## CHALLENGE:
Every entry below must appear again, exactly as written.

## TASK INPUTS:
— START —
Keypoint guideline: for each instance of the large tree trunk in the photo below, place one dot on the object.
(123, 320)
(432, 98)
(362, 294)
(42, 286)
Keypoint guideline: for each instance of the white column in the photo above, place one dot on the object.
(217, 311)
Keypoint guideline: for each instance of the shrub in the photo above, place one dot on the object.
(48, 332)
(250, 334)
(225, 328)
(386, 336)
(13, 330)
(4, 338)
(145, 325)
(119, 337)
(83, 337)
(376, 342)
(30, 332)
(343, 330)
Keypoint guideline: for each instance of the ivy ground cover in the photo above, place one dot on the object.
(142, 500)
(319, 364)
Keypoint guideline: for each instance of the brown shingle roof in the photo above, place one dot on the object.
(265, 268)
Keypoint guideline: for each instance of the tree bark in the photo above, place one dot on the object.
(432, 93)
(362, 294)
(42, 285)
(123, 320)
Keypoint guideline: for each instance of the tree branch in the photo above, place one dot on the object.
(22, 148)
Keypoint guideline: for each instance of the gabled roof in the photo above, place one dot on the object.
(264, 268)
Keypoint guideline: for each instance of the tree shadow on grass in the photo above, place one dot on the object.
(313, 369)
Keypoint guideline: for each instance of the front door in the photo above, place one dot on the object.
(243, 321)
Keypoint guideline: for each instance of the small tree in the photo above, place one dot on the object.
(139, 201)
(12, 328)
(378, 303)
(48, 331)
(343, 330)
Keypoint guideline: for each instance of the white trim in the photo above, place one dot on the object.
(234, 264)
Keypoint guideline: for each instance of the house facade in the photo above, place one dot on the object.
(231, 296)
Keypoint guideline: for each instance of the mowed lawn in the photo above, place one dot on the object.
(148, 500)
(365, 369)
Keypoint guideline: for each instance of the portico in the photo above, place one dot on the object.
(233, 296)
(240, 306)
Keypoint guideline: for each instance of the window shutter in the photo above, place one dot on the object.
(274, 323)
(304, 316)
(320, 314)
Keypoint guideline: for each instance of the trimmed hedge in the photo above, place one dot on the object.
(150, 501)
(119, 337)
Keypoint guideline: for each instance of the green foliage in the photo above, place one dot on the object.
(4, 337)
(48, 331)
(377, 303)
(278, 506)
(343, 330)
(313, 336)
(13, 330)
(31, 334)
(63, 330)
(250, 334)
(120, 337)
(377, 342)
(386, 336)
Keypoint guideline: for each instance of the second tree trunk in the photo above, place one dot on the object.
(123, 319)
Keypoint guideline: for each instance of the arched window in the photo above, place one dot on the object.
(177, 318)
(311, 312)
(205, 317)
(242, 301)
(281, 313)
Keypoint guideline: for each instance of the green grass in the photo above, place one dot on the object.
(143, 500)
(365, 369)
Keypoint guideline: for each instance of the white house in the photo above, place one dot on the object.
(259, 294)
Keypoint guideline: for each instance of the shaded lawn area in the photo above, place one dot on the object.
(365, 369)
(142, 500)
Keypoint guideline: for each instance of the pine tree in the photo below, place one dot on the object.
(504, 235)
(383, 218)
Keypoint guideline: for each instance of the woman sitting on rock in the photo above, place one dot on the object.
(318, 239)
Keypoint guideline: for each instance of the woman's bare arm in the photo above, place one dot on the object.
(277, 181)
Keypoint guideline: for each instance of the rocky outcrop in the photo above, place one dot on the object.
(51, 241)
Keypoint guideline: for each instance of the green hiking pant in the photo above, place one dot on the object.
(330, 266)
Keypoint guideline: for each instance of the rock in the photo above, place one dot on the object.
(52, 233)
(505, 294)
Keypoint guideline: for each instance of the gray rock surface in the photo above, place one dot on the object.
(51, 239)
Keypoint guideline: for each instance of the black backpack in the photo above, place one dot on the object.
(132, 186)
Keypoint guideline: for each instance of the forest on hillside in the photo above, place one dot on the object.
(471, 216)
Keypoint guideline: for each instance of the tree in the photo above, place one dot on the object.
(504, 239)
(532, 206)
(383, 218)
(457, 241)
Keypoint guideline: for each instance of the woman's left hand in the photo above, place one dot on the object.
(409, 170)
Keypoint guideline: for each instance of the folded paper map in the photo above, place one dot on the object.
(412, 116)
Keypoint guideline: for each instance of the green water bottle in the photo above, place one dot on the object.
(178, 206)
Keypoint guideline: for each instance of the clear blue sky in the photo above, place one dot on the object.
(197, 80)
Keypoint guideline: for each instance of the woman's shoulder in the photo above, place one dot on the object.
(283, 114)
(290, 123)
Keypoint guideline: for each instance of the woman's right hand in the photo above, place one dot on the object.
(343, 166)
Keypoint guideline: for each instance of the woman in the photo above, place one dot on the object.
— END —
## COMPLETED EXERCISE:
Keypoint guideline: for each instance of the large tree trunk in the photo below, place one dot on the object.
(123, 320)
(432, 98)
(362, 294)
(42, 286)
Keypoint guideline: for each instance of the white column in the photo above, place one dot on the object.
(217, 311)
Keypoint guideline: for each instance of the shrub in the photo above, place one dot on the object.
(48, 332)
(250, 334)
(225, 328)
(386, 336)
(13, 330)
(4, 338)
(145, 325)
(119, 337)
(83, 337)
(376, 342)
(30, 332)
(343, 330)
Keypoint guideline: for each instance of the ivy ground cover in the photo above, place one dot on the object.
(142, 500)
(319, 364)
Keypoint guideline: for each instance of the brown shingle roof in the photo above, place one dot on the object.
(265, 268)
Keypoint guideline: for each instance of the tree bark in the photo above, place one dot on the object.
(432, 93)
(362, 294)
(42, 285)
(123, 320)
Keypoint guideline: for each instance of the tree branch in the photo above, place one dot on the object.
(22, 148)
Keypoint guideline: for each instance of the gabled roof in the photo above, place one dot on the object.
(264, 268)
Keypoint guideline: for each instance of the tree shadow on grass in the photo above, place one dot on the object.
(313, 369)
Keypoint guideline: for each instance of the front door in the photo above, place one dot on the object.
(243, 321)
Keypoint guideline: for each instance of the small tree in the photo above, place one dot on the object.
(139, 201)
(12, 328)
(378, 303)
(48, 331)
(343, 330)
Keypoint guideline: for each instance of the white trim in the photo above, place one dot on the object.
(234, 264)
Keypoint guideline: for each instance of the house facade in the photo above, place one dot on the object.
(231, 296)
Keypoint guideline: for each instance of the mowed lawn in the photo above, place one dot on the object.
(148, 500)
(365, 369)
Keypoint guideline: for each instance of the portico in the photo above, place one dot on the object.
(233, 296)
(240, 306)
Keypoint guideline: for each instance of the window shutter in the photo above, place one dot on the object.
(274, 323)
(304, 316)
(320, 314)
Keypoint guideline: for each instance of the trimmed hedge in the photo above, place one dot on the object.
(150, 501)
(119, 337)
Keypoint guideline: for each instance of the green foliage in the photo above, place one dot on the object.
(4, 337)
(48, 331)
(377, 303)
(278, 506)
(343, 330)
(313, 336)
(13, 330)
(31, 334)
(63, 330)
(250, 334)
(120, 337)
(377, 342)
(386, 336)
Keypoint guideline: for each instance of the second tree trunk in the photo above, place one dot on the object.
(123, 319)
Keypoint guideline: for each instance of the arched window in the photo above, place one dot on the object.
(177, 318)
(311, 312)
(205, 317)
(242, 301)
(281, 313)
Keypoint guideline: for each instance of the green grass in the photo above, place one dot on the object.
(143, 500)
(365, 369)
Keypoint guideline: for each instance of the white house in the photo above, place one dot on the object.
(259, 294)
Keypoint guideline: for each instance of the shaded lawn area in the photo above, place one dot on the object.
(365, 369)
(142, 500)
Keypoint guideline: for each instance of the pine tree in the photo below, place one dot on the object.
(504, 235)
(383, 218)
Keypoint guideline: for each instance of the woman sitting on rock in the photo above, place one dot on the object.
(318, 239)
Keypoint guideline: for each instance of the woman's bare arm in the photo above, place one dot on the object.
(277, 181)
Keypoint guideline: for each instance of the rocky outcrop in the photo above, place one dot on the object.
(51, 241)
Keypoint guideline: for each instance of the green hiking pant in the photo above, place one dot on the object.
(330, 266)
Keypoint guideline: for each instance of the rock in the photo above, place one dot on the object.
(52, 233)
(505, 294)
Keypoint guideline: for each instance of the gray rock surface in the photo above, place one dot on the object.
(51, 239)
Keypoint guideline: for each instance of the black backpack in the photo above, place one dot on the object.
(132, 186)
Keypoint guideline: for each instance of the forest on hillside in the photo above, place one dot on the object.
(471, 216)
Keypoint guideline: for each instance of the tree in the photo above, place one dot on the object.
(504, 239)
(532, 206)
(383, 218)
(457, 241)
Keypoint guideline: for each instance of the woman's left hand in the photo above, place one dot on the object.
(409, 170)
Keypoint guideline: for each instance of the folded paper map in the photo above, place one dot on the object.
(412, 116)
Keypoint guideline: for each instance of the green water bottle in the photo above, place one dot on the object.
(178, 206)
Keypoint guideline: for each instance of the clear blue sky in the photo above, place one dot on the object.
(197, 80)
Keypoint guideline: for each instance of the woman's shoulder in the photo above, place one dot on the object.
(283, 114)
(290, 123)
Keypoint guideline: for each instance of the woman's right hand in the photo above, place one dot on the object.
(343, 166)
Keypoint guideline: for each instance of the woman in the photo above, place one dot on the object.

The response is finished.